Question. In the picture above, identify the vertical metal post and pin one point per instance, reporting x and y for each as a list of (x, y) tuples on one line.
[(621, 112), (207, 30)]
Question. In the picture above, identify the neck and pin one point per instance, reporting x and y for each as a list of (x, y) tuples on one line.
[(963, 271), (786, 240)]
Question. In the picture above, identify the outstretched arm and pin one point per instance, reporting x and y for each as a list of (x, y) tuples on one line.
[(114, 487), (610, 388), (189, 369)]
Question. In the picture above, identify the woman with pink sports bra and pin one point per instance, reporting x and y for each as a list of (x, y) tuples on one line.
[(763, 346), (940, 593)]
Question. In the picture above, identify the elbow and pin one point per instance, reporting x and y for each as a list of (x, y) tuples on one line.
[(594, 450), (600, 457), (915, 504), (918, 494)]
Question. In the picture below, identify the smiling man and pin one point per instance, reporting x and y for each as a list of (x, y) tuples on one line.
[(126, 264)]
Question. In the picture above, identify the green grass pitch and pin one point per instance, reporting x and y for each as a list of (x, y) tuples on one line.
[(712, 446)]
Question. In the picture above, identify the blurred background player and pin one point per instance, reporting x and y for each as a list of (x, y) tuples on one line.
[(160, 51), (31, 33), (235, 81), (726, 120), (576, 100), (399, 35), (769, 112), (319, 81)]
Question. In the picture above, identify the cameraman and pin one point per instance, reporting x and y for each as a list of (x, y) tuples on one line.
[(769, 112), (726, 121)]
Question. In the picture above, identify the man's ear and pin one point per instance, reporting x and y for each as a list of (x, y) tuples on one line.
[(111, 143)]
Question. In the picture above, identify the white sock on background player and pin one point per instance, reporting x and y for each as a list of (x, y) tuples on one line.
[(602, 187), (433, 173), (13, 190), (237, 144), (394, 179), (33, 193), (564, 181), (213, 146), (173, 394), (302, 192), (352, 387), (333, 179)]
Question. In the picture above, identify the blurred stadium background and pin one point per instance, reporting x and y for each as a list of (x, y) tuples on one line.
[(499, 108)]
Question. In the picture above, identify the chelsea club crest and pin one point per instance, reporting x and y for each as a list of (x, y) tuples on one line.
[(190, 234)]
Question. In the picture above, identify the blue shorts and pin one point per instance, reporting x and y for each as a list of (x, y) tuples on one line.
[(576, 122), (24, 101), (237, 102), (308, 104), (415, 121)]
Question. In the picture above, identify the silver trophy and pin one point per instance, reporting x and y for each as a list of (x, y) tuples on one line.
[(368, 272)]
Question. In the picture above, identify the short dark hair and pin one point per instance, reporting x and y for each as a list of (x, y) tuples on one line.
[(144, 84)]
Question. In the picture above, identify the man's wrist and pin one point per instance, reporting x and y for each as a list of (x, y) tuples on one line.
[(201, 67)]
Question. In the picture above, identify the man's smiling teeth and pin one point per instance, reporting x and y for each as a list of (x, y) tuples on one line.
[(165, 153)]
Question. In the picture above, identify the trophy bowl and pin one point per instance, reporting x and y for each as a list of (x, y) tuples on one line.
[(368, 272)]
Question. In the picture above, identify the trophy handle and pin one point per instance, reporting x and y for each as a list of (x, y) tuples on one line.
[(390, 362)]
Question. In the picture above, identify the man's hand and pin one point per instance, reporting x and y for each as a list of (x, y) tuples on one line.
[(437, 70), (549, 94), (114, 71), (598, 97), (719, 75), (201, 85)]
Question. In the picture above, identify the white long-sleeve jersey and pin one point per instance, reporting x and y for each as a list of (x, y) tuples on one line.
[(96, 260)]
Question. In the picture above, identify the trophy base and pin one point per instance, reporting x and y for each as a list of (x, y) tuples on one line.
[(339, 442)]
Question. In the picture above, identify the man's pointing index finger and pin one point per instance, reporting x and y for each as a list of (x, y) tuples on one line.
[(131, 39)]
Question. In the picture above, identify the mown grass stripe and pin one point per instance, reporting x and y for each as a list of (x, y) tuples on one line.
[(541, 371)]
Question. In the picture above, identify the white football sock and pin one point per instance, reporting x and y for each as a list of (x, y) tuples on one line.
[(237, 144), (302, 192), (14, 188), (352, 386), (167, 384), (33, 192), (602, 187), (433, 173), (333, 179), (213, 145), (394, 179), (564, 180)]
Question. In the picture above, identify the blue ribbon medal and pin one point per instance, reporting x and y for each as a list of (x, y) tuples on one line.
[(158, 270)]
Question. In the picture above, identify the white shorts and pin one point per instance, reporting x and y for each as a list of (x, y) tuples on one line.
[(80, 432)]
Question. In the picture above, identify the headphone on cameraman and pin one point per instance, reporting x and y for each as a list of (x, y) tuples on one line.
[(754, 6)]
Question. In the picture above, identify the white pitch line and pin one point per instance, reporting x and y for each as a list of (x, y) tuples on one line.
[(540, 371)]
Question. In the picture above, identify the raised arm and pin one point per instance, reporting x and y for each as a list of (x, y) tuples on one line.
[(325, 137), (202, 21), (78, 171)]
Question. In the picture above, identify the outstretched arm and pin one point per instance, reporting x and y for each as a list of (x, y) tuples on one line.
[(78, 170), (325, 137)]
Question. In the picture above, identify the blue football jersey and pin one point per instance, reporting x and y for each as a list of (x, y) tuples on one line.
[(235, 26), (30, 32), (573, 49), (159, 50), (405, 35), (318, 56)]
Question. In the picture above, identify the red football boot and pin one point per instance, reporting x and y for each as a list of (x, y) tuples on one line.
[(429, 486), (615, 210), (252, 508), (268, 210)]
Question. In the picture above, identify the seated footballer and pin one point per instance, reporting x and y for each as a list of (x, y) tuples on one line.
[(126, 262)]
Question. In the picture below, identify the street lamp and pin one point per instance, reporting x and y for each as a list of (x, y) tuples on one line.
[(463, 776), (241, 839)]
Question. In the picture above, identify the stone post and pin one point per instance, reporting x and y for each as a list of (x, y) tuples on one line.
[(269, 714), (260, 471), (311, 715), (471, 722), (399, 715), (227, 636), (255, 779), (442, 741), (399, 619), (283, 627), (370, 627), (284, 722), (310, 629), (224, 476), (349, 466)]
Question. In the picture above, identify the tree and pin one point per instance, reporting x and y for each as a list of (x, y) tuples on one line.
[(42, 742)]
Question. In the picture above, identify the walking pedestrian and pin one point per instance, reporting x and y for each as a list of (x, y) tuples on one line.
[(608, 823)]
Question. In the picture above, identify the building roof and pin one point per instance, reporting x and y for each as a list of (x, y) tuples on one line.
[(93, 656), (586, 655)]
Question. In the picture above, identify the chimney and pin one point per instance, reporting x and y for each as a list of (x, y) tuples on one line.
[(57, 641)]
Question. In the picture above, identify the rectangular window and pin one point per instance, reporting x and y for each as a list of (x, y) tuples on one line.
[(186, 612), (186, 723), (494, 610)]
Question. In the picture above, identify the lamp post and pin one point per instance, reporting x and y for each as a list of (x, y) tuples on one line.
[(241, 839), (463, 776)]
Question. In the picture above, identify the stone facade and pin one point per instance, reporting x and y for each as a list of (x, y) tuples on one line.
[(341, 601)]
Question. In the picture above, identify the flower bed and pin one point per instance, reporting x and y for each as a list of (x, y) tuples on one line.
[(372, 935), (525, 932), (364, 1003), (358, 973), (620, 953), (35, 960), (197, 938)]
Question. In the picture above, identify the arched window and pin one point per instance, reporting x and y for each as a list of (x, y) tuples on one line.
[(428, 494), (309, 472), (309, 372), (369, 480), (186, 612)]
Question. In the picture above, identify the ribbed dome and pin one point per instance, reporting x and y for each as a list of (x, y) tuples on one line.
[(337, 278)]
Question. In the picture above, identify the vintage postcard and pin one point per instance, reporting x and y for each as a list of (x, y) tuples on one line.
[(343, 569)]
------------
**Your goal:** Extract every record. Keep wording exact.

**Answer to this problem:**
Question. In the picture above, identify the vertical metal post and pin one point per instance, reporting x and y for each as a list of (x, y) tuples on one line.
[(621, 112), (207, 30)]
Question. In the picture above, identify the neck and pin one point per instance, reporting x and y for each as a list of (x, y) tuples on one line.
[(963, 271), (786, 240)]
Question. In the picture above, identify the outstretched arm and pin one point per instance, reporting x and y for each as a list of (x, y) tuples on one line.
[(114, 487), (610, 388), (189, 369)]
Question. In the picture above, identify the woman with pink sports bra and pin one point per instance, reporting x and y for each as a list of (x, y) tuples on one line.
[(763, 346), (940, 593)]
Question. In the picture above, identify the elbow and pin one point per instance, reporting x and y for each as a list of (x, y) tuples on one line.
[(594, 450), (600, 457), (915, 504), (918, 494)]
Question. In the picture below, identify the smiling man and pin one point per instance, reporting x and y for each as a list of (x, y) tuples on one line.
[(126, 264)]
Question. In the picture above, identify the green grass pitch and pin one point per instance, reporting x and y for each as a list of (x, y) tuples on one line.
[(712, 446)]
Question. In the picture above, identify the blurred background player and pin one point per instance, reporting x and y for each as a list of (x, y) tuples on one line.
[(160, 51), (31, 33), (235, 81), (726, 120), (576, 100), (399, 35), (769, 112), (319, 81)]
Question. In the picture above, identify the cameraman and pin one point per instance, reporting x and y for each as a list of (x, y) tuples on one line.
[(769, 112), (726, 121)]
Question. In the picture above, identify the man's ear and pin one point per instance, reporting x and y for each as a list of (x, y) tuples on one line.
[(111, 143)]
Question. In the picture above, identify the white sock on background player and pin one point per instance, reporting x and y for each as a list of (x, y) tuples on one line.
[(602, 187), (433, 173), (13, 190), (237, 144), (394, 179), (33, 193), (564, 181), (213, 146), (173, 394), (302, 192), (352, 387), (333, 179)]
Question. In the picture above, identify the blurred stadium background and pin one point per instance, reporting x and y for each as a list of (x, y) tuples on one line.
[(499, 108)]
Question. In the picture above, identify the chelsea club crest and pin one point per instance, reporting x and y for each as a list of (x, y) tuples on one line.
[(190, 234)]
Question. In the picture above, identify the blue shorts and pin one point per instance, reporting x and y for each as a list of (x, y) tuples on one line.
[(576, 122), (24, 101), (237, 102), (308, 104), (415, 121)]
Question. In the picture above, identify the silver trophy and pin one point per instance, reporting x and y for each as a list of (x, y) tuples on one line.
[(368, 272)]
Question. In the picture above, identify the short dark hair and pin one point per instance, reporting x and y for each as a list of (x, y) tuples on one line.
[(144, 84)]
Question. In the picture above, identify the man's wrist and pin one point per instance, reporting x and y for each as a list of (x, y) tuples on one line.
[(201, 67)]
Question. In the picture above, identify the man's smiling teeth and pin one point per instance, reporting x and y for each as a list of (x, y) tuples on one line.
[(165, 153)]
Question. In the picture above, identify the trophy bowl and pin one point per instance, reporting x and y for each as a list of (x, y) tuples on one line.
[(368, 272)]
Question. In the picture above, identify the trophy handle and pin one point per instance, reporting x and y for each as a list of (x, y) tuples on one line.
[(390, 362)]
Question. In the picture above, identify the man's hand and pin one point per instance, reporting x and y for each as a list of (x, y) tuples on one line.
[(437, 70), (549, 94), (114, 71), (598, 97), (719, 75), (201, 85)]
Question. In the picture above, identify the white long-sleeve jersey and pin one point per instance, reporting x and y for each as a list of (x, y) tuples on one line.
[(96, 260)]
Question. In the picture above, identify the trophy base and pin one point per instance, reporting x and y for each as a list of (x, y) tuples on one line.
[(339, 442)]
Question. In the picture above, identify the man's pointing index finger and pin one point per instance, reporting x and y for each as a list of (x, y) tuples on one line.
[(131, 39)]
Question. In the picture above, identify the mown grass stripe and pin one point per instance, reporting x and y for each as a list of (x, y) tuples on one line.
[(541, 371)]
Question. In the picture above, identify the white football sock and pin one point per instance, reporting x and y for each as a list of (x, y) tuples on one line.
[(237, 144), (302, 192), (14, 188), (352, 386), (167, 384), (33, 192), (602, 187), (433, 173), (333, 179), (213, 145), (394, 179), (564, 180)]
Question. In the picture above, identify the blue ribbon medal and pin one point per instance, reporting x and y for each as a list of (x, y) tuples on one line.
[(158, 270)]
Question. In the picture above, identify the white shorts and pin one point per instance, reporting x and y for each as a list of (x, y) tuples on one line.
[(80, 432)]
Question. In the picture above, identify the headphone on cameraman and pin one point per instance, reporting x and y for each as a list of (x, y) tuples on one line.
[(754, 6)]
Question. In the picture above, identify the white pitch line and pin one point per instance, reporting x and y for each as a list of (x, y) tuples on one line.
[(540, 371)]
Question. In the picture above, identify the raised arm and pin one point per instance, reporting x and y for each as a list of (x, y) tuples on one line.
[(325, 137), (202, 21), (78, 171)]
Question. In the picture above, identify the outstretched arm and pin one point per instance, reporting x and y for each as a list of (x, y) tuples on one line.
[(78, 170), (325, 137)]
Question. In the picture above, identify the blue football jersey and pin one point per instance, reporting x and y for each as a list of (x, y) tuples on one line.
[(235, 26), (30, 32), (573, 49), (159, 50), (405, 35), (318, 56)]
Question. In the picture above, identify the red football boot and pin one point per instance, reporting x and y for each as a list of (x, y) tuples on one line.
[(429, 486), (615, 210), (252, 508), (268, 210)]
Question. In the picture above, identify the seated footballer and pin one point per instance, reporting x and y for each as a list of (x, y) tuples on one line.
[(126, 262)]
Question. In the picture below, identify the street lamp and pin one point per instance, reporting x and y for each as a list of (x, y) tuples on one line.
[(463, 776), (241, 839)]
Question. In the picture above, identify the stone post and pin one point per instance, reporting x and y for each as a list of (x, y) tuples on one line.
[(269, 714), (260, 471), (311, 715), (471, 722), (399, 715), (227, 636), (255, 779), (442, 741), (399, 619), (283, 627), (370, 627), (284, 722), (310, 629), (224, 476), (349, 466)]
Question. In the picture above, identify the tree and pin one point per instance, reporting x and y for each as a list of (x, y) tuples on one line.
[(42, 742)]
Question. In the picture above, identify the walking pedestrian and pin one point per instance, reporting x and y for each as a list of (x, y) tuples on one line.
[(608, 823)]
Question. In the picture above, identify the building roof and pin one point per instance, reporting x and y for each as a list of (x, y) tuples on one line.
[(93, 656), (586, 655)]
Question. In the picture above, identify the chimney and pin one point per instance, reporting x and y for each as a list of (x, y) tuples on one line.
[(57, 641)]
Question. In the picture above, identify the rectangular window and pin one point per instance, reporting x and y for each as a list of (x, y) tuples on one line.
[(186, 612), (186, 723), (494, 610)]
Question. In the picture above, identify the lamp post and pin one point per instance, reporting x and y for each as a list of (x, y) tuples on one line.
[(241, 839), (463, 776)]
Question. In the picture above, identify the stone facade and pin one point per instance, reporting x and y for each as a list of (x, y) tuples on one line.
[(341, 601)]
Question. In the picture above, identify the flower bed and pin one point per instance, reporting x and y for each as a list of (x, y) tuples on one line.
[(372, 935), (525, 932), (364, 1003), (358, 973), (620, 953), (35, 960), (197, 938)]
Question. In the picture above, identify the arched window and pin one point per instance, reporting x and y for each as a list of (x, y) tuples on one line.
[(428, 494), (309, 472), (309, 372), (369, 480), (186, 612)]
Question. In the picture above, identify the ribbed dome and pin one point per instance, reporting x and y for each as a list of (x, y) tuples on one line.
[(337, 278)]
Question. In the picture above, identify the vintage postcard and pin one point per instance, reporting x and y for each as a list of (x, y) tuples on one line.
[(343, 569)]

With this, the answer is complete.